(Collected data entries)
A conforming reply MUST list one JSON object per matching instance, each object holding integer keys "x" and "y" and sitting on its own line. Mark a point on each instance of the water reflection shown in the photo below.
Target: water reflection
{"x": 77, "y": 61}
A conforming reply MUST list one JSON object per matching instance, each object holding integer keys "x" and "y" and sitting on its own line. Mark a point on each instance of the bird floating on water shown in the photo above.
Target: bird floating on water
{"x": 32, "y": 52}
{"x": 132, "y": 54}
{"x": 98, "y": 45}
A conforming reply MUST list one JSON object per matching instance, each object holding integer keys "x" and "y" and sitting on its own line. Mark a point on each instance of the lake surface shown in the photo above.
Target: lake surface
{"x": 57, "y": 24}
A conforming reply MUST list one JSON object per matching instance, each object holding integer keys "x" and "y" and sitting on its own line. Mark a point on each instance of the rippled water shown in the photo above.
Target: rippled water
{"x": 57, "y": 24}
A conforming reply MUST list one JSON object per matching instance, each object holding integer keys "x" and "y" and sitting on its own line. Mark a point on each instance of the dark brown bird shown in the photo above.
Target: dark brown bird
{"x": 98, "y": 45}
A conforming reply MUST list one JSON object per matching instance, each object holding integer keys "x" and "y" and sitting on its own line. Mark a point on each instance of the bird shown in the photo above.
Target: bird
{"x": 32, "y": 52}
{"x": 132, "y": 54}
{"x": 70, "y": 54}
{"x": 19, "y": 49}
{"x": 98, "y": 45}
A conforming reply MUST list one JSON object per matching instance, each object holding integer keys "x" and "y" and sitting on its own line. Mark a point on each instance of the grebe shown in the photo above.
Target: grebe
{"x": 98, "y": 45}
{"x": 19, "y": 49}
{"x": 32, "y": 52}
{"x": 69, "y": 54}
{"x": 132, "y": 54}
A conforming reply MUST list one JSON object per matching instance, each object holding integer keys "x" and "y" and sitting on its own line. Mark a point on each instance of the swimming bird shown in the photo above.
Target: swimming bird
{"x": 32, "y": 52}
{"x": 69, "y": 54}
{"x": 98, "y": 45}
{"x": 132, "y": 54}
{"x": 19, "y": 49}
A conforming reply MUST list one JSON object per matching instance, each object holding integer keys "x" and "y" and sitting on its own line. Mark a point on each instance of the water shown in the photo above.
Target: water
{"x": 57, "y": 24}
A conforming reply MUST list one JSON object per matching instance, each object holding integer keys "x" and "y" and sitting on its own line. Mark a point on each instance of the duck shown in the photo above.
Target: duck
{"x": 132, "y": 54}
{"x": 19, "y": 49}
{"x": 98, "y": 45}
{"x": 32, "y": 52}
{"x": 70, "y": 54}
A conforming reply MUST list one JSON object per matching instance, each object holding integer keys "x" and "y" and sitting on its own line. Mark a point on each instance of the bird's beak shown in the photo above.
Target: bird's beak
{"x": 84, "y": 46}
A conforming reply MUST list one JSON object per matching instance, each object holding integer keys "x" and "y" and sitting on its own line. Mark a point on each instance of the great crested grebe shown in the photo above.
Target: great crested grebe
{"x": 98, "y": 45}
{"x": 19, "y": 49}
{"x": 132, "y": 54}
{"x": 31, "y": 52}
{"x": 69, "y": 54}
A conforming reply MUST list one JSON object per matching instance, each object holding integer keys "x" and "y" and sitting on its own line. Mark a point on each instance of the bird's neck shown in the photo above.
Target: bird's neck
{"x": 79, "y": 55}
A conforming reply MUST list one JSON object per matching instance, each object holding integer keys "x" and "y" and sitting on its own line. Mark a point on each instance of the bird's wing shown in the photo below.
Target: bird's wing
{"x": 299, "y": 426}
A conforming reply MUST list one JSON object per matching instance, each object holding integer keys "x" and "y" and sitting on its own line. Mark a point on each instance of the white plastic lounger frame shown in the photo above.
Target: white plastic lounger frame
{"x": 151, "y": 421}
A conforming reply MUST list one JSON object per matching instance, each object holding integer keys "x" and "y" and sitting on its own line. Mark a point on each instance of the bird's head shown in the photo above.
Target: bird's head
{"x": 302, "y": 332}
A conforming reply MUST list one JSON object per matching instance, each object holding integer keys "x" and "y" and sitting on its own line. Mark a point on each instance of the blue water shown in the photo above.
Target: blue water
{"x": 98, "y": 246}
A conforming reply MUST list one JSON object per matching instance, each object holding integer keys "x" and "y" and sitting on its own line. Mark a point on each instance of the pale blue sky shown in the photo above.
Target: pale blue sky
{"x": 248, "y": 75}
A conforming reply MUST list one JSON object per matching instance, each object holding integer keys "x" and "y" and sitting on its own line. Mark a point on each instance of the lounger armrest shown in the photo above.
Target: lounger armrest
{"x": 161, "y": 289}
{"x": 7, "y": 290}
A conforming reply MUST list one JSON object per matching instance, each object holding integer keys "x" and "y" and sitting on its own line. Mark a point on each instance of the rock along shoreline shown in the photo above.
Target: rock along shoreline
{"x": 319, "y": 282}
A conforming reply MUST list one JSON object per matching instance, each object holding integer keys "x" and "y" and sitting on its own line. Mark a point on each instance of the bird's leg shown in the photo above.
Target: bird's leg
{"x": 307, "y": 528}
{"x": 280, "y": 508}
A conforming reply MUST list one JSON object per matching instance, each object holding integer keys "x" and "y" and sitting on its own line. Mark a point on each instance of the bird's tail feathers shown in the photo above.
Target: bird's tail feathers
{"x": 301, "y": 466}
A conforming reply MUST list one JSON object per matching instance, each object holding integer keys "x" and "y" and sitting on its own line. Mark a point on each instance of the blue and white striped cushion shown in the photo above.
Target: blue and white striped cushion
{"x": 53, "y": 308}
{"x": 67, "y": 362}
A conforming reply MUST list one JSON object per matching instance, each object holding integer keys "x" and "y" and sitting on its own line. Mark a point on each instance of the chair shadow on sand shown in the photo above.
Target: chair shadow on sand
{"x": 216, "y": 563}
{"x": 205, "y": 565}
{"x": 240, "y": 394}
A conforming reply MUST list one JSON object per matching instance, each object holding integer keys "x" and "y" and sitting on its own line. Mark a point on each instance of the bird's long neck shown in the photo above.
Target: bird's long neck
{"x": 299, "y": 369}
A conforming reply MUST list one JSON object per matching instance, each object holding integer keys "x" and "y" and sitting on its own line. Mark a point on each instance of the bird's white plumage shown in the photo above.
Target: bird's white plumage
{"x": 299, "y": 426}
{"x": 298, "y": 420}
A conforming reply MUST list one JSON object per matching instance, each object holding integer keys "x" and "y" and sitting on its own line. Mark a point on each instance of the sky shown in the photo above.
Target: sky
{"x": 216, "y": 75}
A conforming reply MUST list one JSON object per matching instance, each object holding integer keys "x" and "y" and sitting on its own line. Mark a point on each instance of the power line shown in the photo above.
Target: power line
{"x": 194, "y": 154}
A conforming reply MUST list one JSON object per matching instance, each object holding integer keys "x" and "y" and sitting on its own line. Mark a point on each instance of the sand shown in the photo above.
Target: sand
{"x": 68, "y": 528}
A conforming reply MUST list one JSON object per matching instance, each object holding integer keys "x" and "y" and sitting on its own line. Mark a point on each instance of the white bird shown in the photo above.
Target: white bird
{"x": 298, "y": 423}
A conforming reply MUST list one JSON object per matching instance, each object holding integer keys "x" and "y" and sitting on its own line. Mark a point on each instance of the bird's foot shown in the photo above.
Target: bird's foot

_Action item_: Which lines in the data hold the string "foot"? Copy each of them.

_Exercise result_:
A conforming reply MUST list one JSON object per matching instance, each object holding integer keys "x" and "y" and sitting on its own line. Mark a point on each instance of the bird's foot shown in the photo above.
Target: bird's foot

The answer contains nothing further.